** start DATA TO USE **
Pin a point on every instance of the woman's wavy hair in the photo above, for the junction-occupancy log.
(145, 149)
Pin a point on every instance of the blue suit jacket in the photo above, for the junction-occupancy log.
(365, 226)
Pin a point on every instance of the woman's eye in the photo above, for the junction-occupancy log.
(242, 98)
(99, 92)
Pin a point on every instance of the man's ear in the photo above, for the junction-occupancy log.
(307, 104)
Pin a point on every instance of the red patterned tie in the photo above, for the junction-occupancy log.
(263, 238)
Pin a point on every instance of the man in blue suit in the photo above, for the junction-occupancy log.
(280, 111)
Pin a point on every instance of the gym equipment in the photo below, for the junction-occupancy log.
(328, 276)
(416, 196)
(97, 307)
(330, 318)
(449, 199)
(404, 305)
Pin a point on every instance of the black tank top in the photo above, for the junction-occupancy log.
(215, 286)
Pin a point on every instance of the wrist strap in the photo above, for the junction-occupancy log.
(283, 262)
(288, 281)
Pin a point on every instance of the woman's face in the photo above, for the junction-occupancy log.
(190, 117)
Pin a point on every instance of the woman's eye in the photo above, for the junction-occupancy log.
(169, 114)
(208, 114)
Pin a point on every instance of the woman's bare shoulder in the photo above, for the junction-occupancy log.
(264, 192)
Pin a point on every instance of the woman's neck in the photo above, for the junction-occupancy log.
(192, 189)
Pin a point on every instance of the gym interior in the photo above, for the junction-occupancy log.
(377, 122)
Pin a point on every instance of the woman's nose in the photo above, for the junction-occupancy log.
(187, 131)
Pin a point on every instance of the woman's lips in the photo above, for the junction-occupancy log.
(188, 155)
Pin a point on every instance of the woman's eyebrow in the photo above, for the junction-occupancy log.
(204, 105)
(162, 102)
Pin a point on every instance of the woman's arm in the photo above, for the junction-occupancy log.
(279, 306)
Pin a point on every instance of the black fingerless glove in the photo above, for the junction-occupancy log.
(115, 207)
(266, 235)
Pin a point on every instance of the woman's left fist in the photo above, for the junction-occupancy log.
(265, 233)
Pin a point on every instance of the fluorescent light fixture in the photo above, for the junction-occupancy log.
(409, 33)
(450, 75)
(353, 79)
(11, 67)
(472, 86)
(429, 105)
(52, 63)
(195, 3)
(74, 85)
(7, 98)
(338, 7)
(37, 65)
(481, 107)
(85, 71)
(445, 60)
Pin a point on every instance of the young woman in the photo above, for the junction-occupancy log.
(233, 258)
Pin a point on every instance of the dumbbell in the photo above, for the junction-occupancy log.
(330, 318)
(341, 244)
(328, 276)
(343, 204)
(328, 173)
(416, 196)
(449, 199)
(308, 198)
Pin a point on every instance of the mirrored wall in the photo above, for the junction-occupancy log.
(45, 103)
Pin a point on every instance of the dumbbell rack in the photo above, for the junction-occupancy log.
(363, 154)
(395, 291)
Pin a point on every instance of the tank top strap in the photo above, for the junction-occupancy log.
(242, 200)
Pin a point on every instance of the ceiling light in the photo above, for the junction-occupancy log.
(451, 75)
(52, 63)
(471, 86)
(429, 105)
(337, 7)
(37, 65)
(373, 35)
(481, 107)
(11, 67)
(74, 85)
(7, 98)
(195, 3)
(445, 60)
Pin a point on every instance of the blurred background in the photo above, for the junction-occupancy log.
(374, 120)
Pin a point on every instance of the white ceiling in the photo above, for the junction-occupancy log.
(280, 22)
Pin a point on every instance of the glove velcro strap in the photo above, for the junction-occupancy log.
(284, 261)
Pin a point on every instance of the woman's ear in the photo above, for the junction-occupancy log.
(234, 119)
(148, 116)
** end DATA TO USE **
=== DIRECTIONS FOR THIS TASK ===
Reproduce all of the material above, word for word and unchanged.

=== TASK RESULT ===
Pin a point on every instance of the woman's wavy hair in the photo above, for the junction-occupancy log.
(145, 149)
Pin a point on every instance of the blue suit jacket in the photo above, for the junction-occupancy log.
(365, 226)
Pin a point on every instance of the woman's eye in the photo above, for the junction-occupancy log.
(242, 98)
(99, 92)
Pin a point on every instance of the man's ear in the photo above, for the junction-occupancy log.
(307, 104)
Pin a point on every instance of the red patterned tie in the photo above, for the junction-occupancy log.
(263, 238)
Pin a point on every instance of the man in blue suit in the photo above, for the junction-occupancy log.
(280, 111)
Pin a point on every instance of the gym equipment in the photo below, for the junction-occupancy log.
(328, 276)
(416, 196)
(97, 307)
(330, 318)
(449, 199)
(404, 305)
Pin a point on every instance of the black tank top in the photo above, for the junction-occupancy log.
(215, 286)
Pin a point on every instance of the wrist strap in the photo above, for the junction-occupancy log.
(283, 262)
(288, 281)
Pin a point on every instance of the woman's face in the photo above, for the junction-occupancy log.
(190, 117)
Pin a point on every instance of the woman's eye in the photo above, for the junction-occupancy log.
(169, 114)
(208, 114)
Pin a point on every instance of the woman's bare shoulder in the photo above, for the junction-occupancy log.
(264, 192)
Pin a point on every instance of the woman's neck in the photo above, for the junction-occupancy log.
(192, 189)
Pin a point on every instance of the gym interior in the photo above, for the junction-occupancy log.
(377, 122)
Pin a point on every instance of the woman's nose in the photo above, for the junction-occupancy log.
(187, 131)
Pin a point on every instance of the woman's lips in the photo above, for the junction-occupancy log.
(188, 155)
Pin a point on every instance of the woman's eyebrow in the photo above, for the junction-occupancy log.
(204, 105)
(162, 102)
Pin a point on every instance of the woman's arm in the photo above, for the junction-occupancy log.
(279, 306)
Pin a point on every instance of the black fingerless glove in the photo above, for the junction-occupancy log.
(115, 207)
(266, 235)
Pin a point on every instance of the woman's left fist in the photo above, for the junction-occupancy log.
(265, 233)
Pin a point on every instance of the fluorescent light fixture in the photo above, for the junction-occupancy log.
(409, 33)
(450, 75)
(353, 79)
(11, 67)
(472, 86)
(429, 105)
(52, 63)
(195, 3)
(74, 85)
(7, 98)
(338, 7)
(37, 65)
(481, 107)
(85, 71)
(445, 60)
Pin a point on every instance of the young woman in the photo above, for the junction-occupancy log.
(233, 258)
Pin a point on every instance of the dumbbell in the photo above, for the junction-occupancy log.
(330, 318)
(341, 244)
(328, 276)
(343, 204)
(328, 173)
(416, 196)
(449, 199)
(308, 198)
Pin a point on every instance of the mirrored wall in the photo above, for the junction-occupancy log.
(45, 103)
Pin a point on every instance of the dumbbell rack in the photo above, for the junction-occupancy log.
(363, 154)
(395, 291)
Pin a point on every instance of the tank top strap in the photo above, for the junction-occupancy log.
(242, 200)
Pin a point on every instance of the ceiling light in the photo above, for the junction-occupancy log.
(451, 75)
(52, 63)
(471, 86)
(429, 105)
(337, 7)
(37, 65)
(373, 35)
(481, 107)
(11, 67)
(74, 85)
(7, 98)
(195, 3)
(445, 60)
Pin a point on every instance of the blurred background in the photo above, for the junction-occupancy log.
(374, 120)
Pin a point on every instance of the white ceiling in the photo above, for the junction-occupancy log.
(280, 22)
Pin a point on every instance of the glove velcro strap in the photo above, for the junction-occupancy log.
(284, 261)
Pin a point on every instance of the woman's ear in the photo above, for the junction-occupancy log.
(234, 119)
(148, 116)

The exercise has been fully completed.